— start of Records to process —

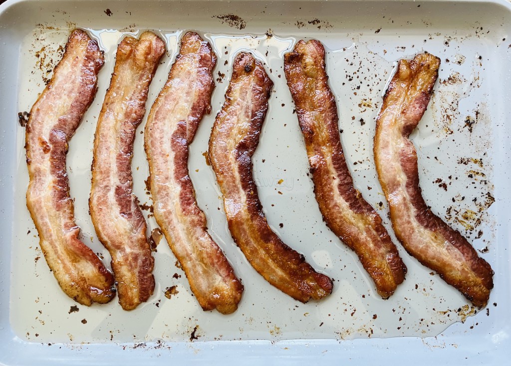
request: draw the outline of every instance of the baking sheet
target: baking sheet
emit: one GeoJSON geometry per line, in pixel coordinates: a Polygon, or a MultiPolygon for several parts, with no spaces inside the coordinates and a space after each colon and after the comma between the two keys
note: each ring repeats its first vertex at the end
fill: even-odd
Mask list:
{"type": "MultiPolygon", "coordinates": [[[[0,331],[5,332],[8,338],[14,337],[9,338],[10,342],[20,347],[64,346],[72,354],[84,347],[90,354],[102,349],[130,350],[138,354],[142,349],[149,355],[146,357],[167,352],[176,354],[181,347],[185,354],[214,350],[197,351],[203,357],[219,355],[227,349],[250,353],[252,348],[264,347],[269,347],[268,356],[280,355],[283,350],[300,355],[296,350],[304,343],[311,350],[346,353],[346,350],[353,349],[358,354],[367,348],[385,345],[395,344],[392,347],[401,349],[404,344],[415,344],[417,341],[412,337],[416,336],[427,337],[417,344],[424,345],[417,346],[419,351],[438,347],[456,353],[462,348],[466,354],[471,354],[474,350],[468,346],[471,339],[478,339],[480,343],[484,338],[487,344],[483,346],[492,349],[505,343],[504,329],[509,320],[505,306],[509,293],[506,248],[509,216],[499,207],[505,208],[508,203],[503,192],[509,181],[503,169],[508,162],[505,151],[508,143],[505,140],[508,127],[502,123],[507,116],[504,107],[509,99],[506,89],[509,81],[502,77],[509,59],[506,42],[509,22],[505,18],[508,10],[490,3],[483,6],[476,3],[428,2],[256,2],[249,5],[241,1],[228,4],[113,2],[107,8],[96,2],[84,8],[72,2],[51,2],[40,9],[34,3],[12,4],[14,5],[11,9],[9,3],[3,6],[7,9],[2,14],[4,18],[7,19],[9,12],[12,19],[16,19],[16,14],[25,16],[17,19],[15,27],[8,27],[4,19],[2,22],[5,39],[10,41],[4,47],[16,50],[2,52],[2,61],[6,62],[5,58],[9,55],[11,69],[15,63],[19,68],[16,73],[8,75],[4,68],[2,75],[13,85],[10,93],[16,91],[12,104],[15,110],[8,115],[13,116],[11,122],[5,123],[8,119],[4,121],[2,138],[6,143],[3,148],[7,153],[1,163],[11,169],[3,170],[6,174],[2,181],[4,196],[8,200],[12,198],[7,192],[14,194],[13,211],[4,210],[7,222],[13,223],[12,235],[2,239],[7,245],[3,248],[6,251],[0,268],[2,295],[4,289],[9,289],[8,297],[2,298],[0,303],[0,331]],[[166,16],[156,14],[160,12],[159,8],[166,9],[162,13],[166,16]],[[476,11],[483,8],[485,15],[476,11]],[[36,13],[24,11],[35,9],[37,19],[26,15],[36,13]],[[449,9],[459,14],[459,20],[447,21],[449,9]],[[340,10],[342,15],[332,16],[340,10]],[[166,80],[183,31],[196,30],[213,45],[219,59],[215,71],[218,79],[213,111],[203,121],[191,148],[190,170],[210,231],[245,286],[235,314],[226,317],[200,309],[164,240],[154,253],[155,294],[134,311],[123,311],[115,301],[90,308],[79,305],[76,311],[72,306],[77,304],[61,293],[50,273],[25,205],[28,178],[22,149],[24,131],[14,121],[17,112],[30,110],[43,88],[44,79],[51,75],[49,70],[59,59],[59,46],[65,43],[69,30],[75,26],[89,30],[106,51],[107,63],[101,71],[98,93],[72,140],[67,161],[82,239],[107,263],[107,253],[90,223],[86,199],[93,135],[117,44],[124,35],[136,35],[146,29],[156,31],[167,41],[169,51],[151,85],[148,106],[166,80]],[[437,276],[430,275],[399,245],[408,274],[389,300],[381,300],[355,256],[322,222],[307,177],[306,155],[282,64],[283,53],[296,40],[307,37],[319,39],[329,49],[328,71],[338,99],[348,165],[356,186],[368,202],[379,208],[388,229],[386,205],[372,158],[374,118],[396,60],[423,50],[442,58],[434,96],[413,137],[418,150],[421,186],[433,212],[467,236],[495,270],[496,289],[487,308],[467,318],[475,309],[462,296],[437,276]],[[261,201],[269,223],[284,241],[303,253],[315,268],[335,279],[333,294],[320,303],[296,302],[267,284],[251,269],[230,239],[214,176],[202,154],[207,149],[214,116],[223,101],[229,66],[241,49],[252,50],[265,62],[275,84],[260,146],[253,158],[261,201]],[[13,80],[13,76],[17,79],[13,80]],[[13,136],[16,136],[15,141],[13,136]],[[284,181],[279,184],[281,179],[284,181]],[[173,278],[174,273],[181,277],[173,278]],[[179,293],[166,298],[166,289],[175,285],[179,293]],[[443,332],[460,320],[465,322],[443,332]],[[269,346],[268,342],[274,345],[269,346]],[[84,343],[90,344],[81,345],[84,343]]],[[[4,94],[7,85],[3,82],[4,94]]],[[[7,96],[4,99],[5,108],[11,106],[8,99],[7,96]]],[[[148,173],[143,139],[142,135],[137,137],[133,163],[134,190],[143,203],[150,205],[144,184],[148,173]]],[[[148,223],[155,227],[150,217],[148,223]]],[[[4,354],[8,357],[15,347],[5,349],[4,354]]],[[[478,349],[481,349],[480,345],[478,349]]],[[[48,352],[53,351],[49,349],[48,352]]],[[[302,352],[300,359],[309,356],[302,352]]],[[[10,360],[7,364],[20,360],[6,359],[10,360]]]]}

— end of Records to process —
— start of Records to process —

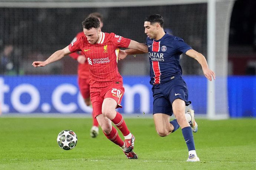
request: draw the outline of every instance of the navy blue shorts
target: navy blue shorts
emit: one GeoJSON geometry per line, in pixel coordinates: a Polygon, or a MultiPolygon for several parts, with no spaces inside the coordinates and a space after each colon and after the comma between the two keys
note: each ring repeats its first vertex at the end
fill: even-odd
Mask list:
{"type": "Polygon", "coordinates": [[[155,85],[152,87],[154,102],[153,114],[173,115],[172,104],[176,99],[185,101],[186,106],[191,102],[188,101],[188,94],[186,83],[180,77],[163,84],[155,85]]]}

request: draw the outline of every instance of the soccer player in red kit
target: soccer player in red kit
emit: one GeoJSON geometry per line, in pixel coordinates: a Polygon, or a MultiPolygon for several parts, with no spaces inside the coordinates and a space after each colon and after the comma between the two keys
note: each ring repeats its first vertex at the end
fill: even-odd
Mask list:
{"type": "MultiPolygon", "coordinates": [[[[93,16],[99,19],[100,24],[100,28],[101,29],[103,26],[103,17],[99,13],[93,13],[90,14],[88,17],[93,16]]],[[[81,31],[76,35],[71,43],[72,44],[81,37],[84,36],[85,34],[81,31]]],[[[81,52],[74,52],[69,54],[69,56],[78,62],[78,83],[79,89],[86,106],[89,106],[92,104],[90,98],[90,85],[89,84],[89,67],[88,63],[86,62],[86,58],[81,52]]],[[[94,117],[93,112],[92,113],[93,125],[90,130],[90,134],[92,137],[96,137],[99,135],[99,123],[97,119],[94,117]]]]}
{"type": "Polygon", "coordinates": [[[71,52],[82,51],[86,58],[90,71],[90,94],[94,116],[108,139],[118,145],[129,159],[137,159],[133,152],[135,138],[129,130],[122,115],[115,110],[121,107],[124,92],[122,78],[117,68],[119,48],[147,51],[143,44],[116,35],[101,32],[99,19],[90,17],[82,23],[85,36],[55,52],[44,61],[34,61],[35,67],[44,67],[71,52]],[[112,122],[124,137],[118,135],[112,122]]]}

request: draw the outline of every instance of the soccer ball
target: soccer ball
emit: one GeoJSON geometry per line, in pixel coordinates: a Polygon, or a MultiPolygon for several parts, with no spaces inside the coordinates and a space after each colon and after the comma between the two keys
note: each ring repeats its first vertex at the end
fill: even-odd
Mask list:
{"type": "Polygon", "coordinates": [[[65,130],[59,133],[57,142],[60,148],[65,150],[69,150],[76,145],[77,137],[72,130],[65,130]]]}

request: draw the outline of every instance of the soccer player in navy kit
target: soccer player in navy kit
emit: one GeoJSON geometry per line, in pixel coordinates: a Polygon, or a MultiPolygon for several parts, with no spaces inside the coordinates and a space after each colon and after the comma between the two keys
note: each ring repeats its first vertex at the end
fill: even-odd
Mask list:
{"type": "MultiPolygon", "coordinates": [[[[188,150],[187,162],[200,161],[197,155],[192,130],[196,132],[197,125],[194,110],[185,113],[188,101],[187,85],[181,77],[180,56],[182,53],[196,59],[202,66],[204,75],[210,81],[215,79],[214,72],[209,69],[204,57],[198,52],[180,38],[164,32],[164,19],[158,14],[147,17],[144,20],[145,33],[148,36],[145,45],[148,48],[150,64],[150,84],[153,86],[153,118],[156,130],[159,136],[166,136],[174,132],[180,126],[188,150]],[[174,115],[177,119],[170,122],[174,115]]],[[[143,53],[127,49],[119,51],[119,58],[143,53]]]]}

— end of Records to process —

=== Work to do ===
Please swap "soccer ball" for "volleyball" in the lines starting at the one containing "request: draw the outline of every instance of the soccer ball" and ending at the one containing "target: soccer ball", then give only those lines with nothing else changed.

=== Task solution ===
request: draw the outline of every instance of the volleyball
target: volleyball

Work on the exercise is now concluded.